THE TASK = First find the line containing "Expected: one point per instance of the bulbous" in the data, then set it down exactly along with every line after it, through the last.

Source records =
════════

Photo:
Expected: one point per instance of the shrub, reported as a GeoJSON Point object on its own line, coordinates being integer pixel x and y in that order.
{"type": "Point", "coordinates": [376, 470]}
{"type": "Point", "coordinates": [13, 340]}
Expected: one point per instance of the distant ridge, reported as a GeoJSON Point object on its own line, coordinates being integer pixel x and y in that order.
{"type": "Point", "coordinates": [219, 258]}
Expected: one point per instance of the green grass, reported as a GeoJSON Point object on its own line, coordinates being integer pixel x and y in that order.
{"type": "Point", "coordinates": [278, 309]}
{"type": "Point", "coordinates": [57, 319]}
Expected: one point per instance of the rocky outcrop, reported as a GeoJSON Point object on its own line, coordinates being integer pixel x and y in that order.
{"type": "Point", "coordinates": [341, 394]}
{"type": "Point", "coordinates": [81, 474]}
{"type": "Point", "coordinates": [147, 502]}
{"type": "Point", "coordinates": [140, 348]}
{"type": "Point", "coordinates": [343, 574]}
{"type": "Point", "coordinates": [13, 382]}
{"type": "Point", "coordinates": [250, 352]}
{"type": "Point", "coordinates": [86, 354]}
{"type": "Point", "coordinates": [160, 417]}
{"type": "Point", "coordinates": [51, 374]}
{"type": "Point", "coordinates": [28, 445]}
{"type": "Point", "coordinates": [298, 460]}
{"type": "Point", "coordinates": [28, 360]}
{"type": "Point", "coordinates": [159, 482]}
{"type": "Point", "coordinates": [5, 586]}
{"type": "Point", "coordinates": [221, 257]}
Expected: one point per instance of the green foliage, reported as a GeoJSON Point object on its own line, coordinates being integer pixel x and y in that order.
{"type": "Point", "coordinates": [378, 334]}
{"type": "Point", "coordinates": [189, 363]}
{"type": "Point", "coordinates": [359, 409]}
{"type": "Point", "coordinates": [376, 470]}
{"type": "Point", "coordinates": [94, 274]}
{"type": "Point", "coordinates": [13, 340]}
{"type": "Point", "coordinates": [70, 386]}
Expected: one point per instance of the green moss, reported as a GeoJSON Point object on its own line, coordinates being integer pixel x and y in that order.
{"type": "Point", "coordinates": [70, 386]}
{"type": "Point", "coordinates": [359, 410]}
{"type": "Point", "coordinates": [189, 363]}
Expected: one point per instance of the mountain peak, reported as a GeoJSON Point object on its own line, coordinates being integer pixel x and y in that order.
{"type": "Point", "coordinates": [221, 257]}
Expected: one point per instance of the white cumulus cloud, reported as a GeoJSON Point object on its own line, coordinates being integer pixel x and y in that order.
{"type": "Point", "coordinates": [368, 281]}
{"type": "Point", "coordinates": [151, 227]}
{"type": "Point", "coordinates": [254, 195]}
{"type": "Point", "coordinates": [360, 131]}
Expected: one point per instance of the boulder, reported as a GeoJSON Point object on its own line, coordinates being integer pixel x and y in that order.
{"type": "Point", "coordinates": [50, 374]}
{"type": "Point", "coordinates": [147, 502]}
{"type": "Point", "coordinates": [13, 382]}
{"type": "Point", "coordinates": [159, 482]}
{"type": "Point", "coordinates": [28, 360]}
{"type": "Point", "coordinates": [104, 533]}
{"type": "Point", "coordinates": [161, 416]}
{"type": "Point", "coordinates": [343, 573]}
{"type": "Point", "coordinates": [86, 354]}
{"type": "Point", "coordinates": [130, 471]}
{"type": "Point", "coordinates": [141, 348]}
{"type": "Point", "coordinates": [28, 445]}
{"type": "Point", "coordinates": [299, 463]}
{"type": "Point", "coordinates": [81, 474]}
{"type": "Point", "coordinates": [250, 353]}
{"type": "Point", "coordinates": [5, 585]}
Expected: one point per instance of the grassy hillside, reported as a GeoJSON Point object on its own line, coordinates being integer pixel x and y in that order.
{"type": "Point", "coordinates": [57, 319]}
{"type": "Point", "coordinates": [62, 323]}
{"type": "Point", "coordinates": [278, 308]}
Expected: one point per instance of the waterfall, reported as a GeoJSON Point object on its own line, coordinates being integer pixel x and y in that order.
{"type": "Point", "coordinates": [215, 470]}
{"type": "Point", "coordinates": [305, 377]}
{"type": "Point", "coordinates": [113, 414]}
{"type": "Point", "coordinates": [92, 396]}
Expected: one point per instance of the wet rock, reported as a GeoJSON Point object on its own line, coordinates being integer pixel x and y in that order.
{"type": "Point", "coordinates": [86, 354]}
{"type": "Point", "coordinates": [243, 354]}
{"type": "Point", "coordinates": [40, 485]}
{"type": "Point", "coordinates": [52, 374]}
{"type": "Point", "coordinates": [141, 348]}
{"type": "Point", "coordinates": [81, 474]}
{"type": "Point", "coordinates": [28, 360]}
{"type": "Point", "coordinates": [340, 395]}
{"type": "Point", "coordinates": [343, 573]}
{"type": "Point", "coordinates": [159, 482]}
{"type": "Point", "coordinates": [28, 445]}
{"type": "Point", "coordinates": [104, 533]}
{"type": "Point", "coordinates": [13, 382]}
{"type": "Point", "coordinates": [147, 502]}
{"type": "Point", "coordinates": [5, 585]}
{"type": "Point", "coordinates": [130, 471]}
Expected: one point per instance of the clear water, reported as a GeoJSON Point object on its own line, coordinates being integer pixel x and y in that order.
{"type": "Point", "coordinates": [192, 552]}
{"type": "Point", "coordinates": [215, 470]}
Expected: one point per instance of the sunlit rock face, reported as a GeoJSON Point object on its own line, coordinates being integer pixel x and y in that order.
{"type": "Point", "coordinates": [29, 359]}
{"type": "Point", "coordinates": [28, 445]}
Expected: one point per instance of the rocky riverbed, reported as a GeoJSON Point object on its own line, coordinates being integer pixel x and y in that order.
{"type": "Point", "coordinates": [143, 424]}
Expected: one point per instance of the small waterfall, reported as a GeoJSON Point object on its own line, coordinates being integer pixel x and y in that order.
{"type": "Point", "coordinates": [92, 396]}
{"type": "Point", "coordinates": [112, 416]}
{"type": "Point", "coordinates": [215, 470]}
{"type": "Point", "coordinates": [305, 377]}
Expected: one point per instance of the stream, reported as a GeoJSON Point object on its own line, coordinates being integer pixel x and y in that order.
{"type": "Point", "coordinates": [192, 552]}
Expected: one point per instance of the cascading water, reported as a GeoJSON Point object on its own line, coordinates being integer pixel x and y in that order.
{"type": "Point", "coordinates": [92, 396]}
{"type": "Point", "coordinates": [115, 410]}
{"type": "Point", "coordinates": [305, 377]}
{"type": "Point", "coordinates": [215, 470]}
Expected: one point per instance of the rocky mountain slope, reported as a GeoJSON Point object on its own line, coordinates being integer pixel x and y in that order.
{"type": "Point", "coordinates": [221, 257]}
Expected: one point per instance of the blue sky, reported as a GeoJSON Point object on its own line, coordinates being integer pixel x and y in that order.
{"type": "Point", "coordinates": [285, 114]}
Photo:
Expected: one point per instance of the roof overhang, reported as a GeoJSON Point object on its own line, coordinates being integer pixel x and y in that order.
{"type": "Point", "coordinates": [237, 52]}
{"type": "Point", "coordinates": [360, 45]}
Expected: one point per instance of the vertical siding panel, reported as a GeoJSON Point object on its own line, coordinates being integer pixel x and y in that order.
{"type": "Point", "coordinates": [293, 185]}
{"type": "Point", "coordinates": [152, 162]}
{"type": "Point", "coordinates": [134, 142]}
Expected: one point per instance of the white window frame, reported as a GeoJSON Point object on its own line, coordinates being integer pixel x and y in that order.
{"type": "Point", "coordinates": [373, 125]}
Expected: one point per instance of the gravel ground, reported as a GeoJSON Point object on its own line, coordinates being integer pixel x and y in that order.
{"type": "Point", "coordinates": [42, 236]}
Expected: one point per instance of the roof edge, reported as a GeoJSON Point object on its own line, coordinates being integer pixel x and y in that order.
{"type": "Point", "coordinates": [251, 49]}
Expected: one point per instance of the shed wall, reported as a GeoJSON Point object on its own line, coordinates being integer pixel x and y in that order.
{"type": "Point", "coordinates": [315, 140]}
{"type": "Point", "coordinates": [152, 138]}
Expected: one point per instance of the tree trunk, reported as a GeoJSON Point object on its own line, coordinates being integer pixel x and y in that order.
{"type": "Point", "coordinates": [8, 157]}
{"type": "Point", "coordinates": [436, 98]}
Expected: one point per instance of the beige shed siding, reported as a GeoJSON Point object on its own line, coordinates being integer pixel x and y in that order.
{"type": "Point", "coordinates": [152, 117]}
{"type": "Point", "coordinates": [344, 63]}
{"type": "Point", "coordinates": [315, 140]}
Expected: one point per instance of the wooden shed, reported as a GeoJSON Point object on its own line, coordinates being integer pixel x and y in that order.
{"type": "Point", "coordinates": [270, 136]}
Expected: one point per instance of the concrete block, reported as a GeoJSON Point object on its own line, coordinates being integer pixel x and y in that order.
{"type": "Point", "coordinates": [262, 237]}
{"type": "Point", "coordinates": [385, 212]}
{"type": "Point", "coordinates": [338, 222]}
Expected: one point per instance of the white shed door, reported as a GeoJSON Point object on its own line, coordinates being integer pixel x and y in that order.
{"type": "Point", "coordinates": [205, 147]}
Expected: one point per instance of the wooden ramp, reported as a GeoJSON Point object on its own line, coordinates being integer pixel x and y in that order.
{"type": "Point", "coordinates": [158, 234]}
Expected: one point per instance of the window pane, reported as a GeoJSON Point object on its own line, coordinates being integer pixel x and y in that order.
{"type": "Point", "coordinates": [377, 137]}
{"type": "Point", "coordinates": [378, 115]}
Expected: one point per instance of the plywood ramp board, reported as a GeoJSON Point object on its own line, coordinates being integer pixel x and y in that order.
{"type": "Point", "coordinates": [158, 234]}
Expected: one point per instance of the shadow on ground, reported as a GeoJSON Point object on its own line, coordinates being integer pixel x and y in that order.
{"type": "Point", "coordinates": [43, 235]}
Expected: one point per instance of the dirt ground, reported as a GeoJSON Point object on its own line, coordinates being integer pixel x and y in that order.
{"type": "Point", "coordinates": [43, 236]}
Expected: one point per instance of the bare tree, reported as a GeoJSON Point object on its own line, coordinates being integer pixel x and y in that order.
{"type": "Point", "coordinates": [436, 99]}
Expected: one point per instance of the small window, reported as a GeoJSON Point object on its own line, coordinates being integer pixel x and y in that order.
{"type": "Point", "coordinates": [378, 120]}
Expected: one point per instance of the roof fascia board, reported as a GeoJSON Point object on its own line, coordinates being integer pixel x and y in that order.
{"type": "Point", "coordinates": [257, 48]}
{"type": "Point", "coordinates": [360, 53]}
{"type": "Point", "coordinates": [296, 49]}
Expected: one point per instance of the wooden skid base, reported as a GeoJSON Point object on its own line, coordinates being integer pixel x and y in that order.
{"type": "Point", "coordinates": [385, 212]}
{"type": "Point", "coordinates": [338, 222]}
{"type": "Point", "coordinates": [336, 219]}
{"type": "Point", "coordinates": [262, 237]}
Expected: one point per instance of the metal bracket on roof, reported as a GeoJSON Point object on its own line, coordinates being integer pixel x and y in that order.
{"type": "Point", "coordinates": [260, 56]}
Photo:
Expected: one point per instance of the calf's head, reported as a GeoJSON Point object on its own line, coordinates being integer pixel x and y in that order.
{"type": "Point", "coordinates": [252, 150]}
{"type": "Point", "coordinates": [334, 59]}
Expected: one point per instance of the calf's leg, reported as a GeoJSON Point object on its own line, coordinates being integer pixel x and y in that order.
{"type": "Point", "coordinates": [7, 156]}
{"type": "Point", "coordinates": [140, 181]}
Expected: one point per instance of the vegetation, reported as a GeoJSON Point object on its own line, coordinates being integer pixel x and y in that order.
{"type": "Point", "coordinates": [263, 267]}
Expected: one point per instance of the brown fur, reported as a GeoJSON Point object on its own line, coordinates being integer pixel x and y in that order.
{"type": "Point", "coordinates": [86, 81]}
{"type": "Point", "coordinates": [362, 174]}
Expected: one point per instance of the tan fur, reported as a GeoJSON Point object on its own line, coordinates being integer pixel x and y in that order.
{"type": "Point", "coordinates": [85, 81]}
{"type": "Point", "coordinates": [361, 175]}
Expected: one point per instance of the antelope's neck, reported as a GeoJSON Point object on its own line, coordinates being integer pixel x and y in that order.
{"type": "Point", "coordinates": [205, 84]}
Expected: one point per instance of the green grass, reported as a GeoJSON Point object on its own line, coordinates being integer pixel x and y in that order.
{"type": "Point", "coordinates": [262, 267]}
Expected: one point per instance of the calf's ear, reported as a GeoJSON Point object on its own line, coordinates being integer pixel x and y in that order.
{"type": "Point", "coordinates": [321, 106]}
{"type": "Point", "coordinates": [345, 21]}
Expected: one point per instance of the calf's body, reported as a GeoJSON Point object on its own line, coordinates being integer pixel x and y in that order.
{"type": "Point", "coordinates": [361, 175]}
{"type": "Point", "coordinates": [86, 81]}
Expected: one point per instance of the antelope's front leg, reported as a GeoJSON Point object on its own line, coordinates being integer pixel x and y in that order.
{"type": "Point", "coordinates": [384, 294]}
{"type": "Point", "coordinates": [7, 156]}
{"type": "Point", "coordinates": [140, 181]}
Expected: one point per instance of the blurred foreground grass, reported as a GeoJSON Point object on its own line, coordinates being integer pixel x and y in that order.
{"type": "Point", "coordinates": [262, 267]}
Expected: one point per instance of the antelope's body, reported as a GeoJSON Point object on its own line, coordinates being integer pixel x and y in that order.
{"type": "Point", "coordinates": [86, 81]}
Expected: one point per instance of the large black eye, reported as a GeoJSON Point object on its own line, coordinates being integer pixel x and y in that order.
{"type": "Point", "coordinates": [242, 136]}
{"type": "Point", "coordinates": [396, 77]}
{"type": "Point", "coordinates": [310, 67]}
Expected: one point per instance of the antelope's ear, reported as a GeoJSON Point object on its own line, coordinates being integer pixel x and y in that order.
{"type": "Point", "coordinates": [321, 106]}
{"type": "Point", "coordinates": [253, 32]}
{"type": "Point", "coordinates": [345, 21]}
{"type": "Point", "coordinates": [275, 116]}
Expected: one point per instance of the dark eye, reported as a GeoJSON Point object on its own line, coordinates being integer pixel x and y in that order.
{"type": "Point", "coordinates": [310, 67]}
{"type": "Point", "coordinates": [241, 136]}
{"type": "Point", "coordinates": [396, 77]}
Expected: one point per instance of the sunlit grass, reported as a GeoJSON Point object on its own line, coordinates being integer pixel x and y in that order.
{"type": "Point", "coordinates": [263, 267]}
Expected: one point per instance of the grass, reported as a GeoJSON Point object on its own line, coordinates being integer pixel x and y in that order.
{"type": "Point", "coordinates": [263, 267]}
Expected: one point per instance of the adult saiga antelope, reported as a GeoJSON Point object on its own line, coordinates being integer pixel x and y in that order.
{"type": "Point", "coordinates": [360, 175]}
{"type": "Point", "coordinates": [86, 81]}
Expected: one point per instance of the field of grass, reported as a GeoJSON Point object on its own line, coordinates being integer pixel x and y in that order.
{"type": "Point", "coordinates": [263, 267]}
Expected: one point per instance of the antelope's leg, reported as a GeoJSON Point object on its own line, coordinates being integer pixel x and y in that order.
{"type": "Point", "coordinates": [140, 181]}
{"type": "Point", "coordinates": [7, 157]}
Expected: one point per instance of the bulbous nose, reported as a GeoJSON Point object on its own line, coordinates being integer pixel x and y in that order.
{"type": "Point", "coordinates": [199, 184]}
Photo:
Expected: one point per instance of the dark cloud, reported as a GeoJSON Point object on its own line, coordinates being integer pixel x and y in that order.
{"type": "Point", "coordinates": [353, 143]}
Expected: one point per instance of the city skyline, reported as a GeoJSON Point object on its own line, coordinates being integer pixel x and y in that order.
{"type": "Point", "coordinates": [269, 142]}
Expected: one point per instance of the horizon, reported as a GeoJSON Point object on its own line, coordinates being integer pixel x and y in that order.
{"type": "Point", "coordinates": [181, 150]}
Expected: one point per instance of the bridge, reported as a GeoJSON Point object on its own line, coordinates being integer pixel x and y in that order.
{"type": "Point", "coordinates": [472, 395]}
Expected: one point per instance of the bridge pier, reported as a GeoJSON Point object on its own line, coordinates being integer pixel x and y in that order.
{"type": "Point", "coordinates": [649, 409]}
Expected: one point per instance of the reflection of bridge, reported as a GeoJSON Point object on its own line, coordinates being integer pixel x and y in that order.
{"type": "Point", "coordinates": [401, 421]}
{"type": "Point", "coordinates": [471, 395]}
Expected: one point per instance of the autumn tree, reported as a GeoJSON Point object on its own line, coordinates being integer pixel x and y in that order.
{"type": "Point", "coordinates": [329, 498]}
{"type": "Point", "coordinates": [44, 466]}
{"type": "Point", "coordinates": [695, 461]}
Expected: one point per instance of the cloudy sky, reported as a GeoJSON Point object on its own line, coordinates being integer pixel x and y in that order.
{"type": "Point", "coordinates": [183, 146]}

════════

RESULT OF THIS EXERCISE =
Expected: one point per instance of the bulbous nose, reported as a GeoJSON Point object on its own line, coordinates being integer pixel x and y in that order.
{"type": "Point", "coordinates": [199, 184]}
Photo:
Expected: one point per instance of the dark cloud, reported as a GeoJSON Point object on its own line, coordinates being integer pixel x and y in that order.
{"type": "Point", "coordinates": [353, 143]}
Expected: one point per instance of the city skyline, reported as a GeoJSON Point object on its own line, coordinates being integer pixel x and y in that order.
{"type": "Point", "coordinates": [269, 142]}
Expected: one point per instance of the horizon, reported as a GeoJSON Point object on its own line, coordinates being integer pixel x and y in that order.
{"type": "Point", "coordinates": [181, 150]}
Expected: one point per instance of the bridge, reported as a GeoJSON Point object on its own line, coordinates being integer pixel x and y in that order.
{"type": "Point", "coordinates": [472, 395]}
Expected: one point per instance of the bridge pier, reported as a GeoJSON Point object on its own line, coordinates being integer pixel x and y in that order.
{"type": "Point", "coordinates": [649, 409]}
Expected: one point per instance of the reflection of bridge, reported as a GeoJSON Point object on its own line, coordinates being integer pixel x and y in that order.
{"type": "Point", "coordinates": [401, 421]}
{"type": "Point", "coordinates": [471, 395]}
Expected: one point per instance of the autumn tree, reported as a GeoJSON Point object on its own line, coordinates being integer pixel x and y in that order.
{"type": "Point", "coordinates": [329, 498]}
{"type": "Point", "coordinates": [44, 466]}
{"type": "Point", "coordinates": [695, 461]}
Expected: one point per instance of the cloudy sky, reported as a GeoJSON Point object on its own line, coordinates being integer pixel x and y in that order.
{"type": "Point", "coordinates": [183, 146]}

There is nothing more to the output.